EXTRAIT DU TEXTE
──────

L’interpellation a lieu dans la FD intersexe comme travail de sape du genre, mobilisant et démobilisant tour à tour les catégories ; ce qui compte au sein de la FD intersexe, c’est l’absence d’évidence des catégories interpellantes.
La fréquentation des discours militants m’a souvent donné l’impression que les mots me filaient entre les doigts : tel terme que, dans un texte, je lisais être inadéquat pour décrire les variations du sexe, je le retrouvais employé dans un autre sans mise à distance du dire (intersexualité en est l’exemple le plus frappant, critiqué parce que faisant référence à la sexualité, mais employé tout de même par un grand nombre de militant·es) ; tel phénomène langagier que je pensais avoir réussi à circonscrire se révélait finalement non pertinent. Ceci était d’autant plus troublant que le discours médical et le discours parental fonctionnaient pour leur part de manière beaucoup plus lisse et univoque. Cette opacité, ce trouble dans le discours me semblent donc avoir des conséquences importantes sur l’interpellation des sujets, et doivent être analysés au regard de leurs implications et de leurs effets politiques. Si la locutrice en (63) disait être une « inculte de la culture queer », il semble toutefois que la pratique du trouble dans les mots peut justement être conçue comme une vraie démarche queer, telle que Bourcier les décrit : refuser de s’impliquer dans les termes posés par une forme d’autorité ou un régime disciplinaire et chercher plutôt à trouver la position stratégique qui permet d’en exhiber les mécanismes.

──────

CONSIGNE DE TRAVAIL 1
Condensez sous forme de liste le paragraphe de l'extrait qui commence par « La fréquentation des discours militants », en conservant ses faits principaux.
CONSIGNE DE TRAVAIL 2
D'après l'extrait, pour quelle raison le terme « intersexualité » est-il critiqué ?
CONSIGNE DE TRAVAIL 3
Recopiez sans modification le passage de l'extrait qui commence aux mots "L’interpellation a lieu" et qui s'arrête après les mots "des catégories interpellantes.".

DONNÉES DE L'EXERCICE
──────

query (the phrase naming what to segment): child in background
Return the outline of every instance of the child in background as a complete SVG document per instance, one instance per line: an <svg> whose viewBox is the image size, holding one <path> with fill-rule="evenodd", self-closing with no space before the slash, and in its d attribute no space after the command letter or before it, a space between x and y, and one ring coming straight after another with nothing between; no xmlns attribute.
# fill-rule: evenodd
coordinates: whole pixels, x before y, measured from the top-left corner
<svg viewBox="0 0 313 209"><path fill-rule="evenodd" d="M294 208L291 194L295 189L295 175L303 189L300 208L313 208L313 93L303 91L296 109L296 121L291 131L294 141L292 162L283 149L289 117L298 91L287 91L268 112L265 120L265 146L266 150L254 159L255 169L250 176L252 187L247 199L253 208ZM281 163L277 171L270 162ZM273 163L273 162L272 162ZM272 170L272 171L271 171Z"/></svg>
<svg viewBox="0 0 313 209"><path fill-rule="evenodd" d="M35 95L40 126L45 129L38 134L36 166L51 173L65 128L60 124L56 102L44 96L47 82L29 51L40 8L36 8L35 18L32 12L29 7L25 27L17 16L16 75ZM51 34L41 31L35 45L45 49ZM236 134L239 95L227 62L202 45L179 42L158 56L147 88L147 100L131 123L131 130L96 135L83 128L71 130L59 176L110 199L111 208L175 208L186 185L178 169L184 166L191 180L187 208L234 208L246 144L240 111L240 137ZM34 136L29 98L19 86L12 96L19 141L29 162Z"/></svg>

──────

ZONE DE RÉPONSE 1
- Dans les discours militants, les termes sont instables : un mot jugé inadéquat pour décrire les variations du sexe dans un texte est employé sans mise à distance dans un autre. Exemple : « intersexualité », critiqué parce qu'il renvoie à la sexualité, mais employé par un grand nombre de militant·es.
- Des phénomènes langagiers qui semblaient circonscrits se révèlent finalement non pertinents.
- Le discours médical et le discours parental fonctionnent, eux, de manière beaucoup plus lisse et univoque.
- Cette opacité du discours a des conséquences importantes sur l'interpellation des sujets et doit être analysée au regard de ses effets politiques.
- Ce trouble dans les mots peut être conçu comme une démarche queer au sens de Bourcier : refuser les termes posés par une autorité ou un régime disciplinaire, et chercher la position stratégique qui permet d'en exhiber les mécanismes.

ZONE DE RÉPONSE 2
Parce qu'il fait référence à la sexualité.

ZONE DE RÉPONSE 3
L’interpellation a lieu dans la FD intersexe comme travail de sape du genre, mobilisant et démobilisant tour à tour les catégories ; ce qui compte au sein de la FD intersexe, c’est l’absence d’évidence des catégories interpellantes.